Lines of data
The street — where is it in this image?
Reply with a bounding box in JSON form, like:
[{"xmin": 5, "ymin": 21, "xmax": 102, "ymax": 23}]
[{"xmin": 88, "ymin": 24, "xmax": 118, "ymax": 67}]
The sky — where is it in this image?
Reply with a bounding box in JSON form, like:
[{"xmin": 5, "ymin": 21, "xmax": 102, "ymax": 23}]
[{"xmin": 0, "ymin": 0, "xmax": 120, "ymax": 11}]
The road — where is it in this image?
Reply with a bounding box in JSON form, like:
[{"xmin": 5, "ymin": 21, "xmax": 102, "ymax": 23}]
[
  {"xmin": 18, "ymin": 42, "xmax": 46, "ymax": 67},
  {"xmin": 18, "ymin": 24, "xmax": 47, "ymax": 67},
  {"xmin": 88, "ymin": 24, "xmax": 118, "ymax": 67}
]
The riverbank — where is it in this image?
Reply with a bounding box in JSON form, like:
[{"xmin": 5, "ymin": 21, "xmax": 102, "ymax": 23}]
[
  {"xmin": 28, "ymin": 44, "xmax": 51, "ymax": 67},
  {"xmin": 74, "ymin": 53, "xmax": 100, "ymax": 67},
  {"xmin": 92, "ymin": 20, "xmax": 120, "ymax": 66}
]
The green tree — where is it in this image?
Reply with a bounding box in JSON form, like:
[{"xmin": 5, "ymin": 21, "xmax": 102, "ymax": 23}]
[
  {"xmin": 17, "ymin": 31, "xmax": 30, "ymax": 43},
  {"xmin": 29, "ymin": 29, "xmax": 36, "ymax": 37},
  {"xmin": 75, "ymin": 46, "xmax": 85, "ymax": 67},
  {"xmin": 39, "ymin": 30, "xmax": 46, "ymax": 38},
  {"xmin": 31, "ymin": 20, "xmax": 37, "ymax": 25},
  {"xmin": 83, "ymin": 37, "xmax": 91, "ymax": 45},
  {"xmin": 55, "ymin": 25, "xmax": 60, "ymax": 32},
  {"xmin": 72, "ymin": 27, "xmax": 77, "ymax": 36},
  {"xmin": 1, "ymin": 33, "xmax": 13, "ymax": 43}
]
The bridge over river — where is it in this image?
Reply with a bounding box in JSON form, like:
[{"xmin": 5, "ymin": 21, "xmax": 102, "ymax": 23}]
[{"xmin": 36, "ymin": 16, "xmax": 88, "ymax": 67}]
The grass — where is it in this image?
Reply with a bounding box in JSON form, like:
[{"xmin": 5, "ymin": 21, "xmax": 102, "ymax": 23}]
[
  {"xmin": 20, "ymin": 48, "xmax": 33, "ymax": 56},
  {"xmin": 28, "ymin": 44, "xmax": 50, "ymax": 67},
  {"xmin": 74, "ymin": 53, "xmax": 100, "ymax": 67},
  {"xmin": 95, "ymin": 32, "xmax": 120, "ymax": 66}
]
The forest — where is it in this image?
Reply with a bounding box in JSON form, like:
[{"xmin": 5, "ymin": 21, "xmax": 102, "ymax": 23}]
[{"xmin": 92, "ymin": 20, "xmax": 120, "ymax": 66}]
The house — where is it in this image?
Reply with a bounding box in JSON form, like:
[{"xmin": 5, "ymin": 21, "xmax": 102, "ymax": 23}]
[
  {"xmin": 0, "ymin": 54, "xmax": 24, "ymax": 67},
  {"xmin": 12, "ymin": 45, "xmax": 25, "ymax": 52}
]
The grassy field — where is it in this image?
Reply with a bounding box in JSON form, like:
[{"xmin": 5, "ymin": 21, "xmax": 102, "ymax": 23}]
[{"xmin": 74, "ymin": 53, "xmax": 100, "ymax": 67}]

* [EXERCISE TASK] Give all the records again. Match them exactly.

* [RESULT OF THE TASK]
The street — where is it in this image?
Reply with a bounding box in JSON form, like:
[{"xmin": 5, "ymin": 21, "xmax": 102, "ymax": 23}]
[{"xmin": 88, "ymin": 24, "xmax": 118, "ymax": 67}]
The sky — where is it in this image?
Reply with a bounding box in JSON form, like:
[{"xmin": 5, "ymin": 21, "xmax": 102, "ymax": 23}]
[{"xmin": 0, "ymin": 0, "xmax": 120, "ymax": 11}]
The road — where is it in this image?
Reply with a bounding box in JSON form, like:
[{"xmin": 5, "ymin": 21, "xmax": 102, "ymax": 23}]
[
  {"xmin": 18, "ymin": 42, "xmax": 46, "ymax": 67},
  {"xmin": 18, "ymin": 24, "xmax": 47, "ymax": 67},
  {"xmin": 88, "ymin": 24, "xmax": 118, "ymax": 67}
]
The riverbank — where is it in this image?
Reply with a bounding box in JSON form, like:
[{"xmin": 5, "ymin": 21, "xmax": 102, "ymax": 23}]
[
  {"xmin": 28, "ymin": 44, "xmax": 51, "ymax": 67},
  {"xmin": 74, "ymin": 53, "xmax": 100, "ymax": 67},
  {"xmin": 92, "ymin": 20, "xmax": 120, "ymax": 66}
]
The green tree — where is it in this image?
Reply with a bounding box in JSON form, like:
[{"xmin": 5, "ymin": 21, "xmax": 102, "ymax": 23}]
[
  {"xmin": 17, "ymin": 31, "xmax": 30, "ymax": 43},
  {"xmin": 29, "ymin": 29, "xmax": 36, "ymax": 37},
  {"xmin": 75, "ymin": 46, "xmax": 85, "ymax": 67},
  {"xmin": 39, "ymin": 30, "xmax": 46, "ymax": 38},
  {"xmin": 31, "ymin": 20, "xmax": 37, "ymax": 25},
  {"xmin": 83, "ymin": 37, "xmax": 91, "ymax": 45},
  {"xmin": 55, "ymin": 25, "xmax": 60, "ymax": 32},
  {"xmin": 72, "ymin": 27, "xmax": 77, "ymax": 36},
  {"xmin": 1, "ymin": 33, "xmax": 13, "ymax": 43}
]
The bridge over river — where is it in this image?
Reply with a bounding box in JSON form, like:
[{"xmin": 5, "ymin": 21, "xmax": 102, "ymax": 23}]
[{"xmin": 36, "ymin": 16, "xmax": 88, "ymax": 67}]
The grass — where is it in this image?
Reply with a bounding box in JSON form, like:
[{"xmin": 5, "ymin": 21, "xmax": 102, "ymax": 23}]
[
  {"xmin": 20, "ymin": 48, "xmax": 33, "ymax": 56},
  {"xmin": 28, "ymin": 44, "xmax": 50, "ymax": 67},
  {"xmin": 74, "ymin": 53, "xmax": 100, "ymax": 67},
  {"xmin": 95, "ymin": 32, "xmax": 120, "ymax": 66}
]
The forest — where is it in this image?
Reply with a bounding box in JSON form, like:
[{"xmin": 5, "ymin": 21, "xmax": 102, "ymax": 23}]
[{"xmin": 92, "ymin": 20, "xmax": 120, "ymax": 66}]
The house — where is it in this image?
Reply with a bounding box in JSON form, like:
[{"xmin": 5, "ymin": 21, "xmax": 102, "ymax": 23}]
[
  {"xmin": 0, "ymin": 54, "xmax": 24, "ymax": 67},
  {"xmin": 12, "ymin": 45, "xmax": 25, "ymax": 52}
]
The grassy field — where is it in this image?
Reply with a bounding box in JSON form, like:
[{"xmin": 5, "ymin": 21, "xmax": 102, "ymax": 23}]
[{"xmin": 74, "ymin": 53, "xmax": 100, "ymax": 67}]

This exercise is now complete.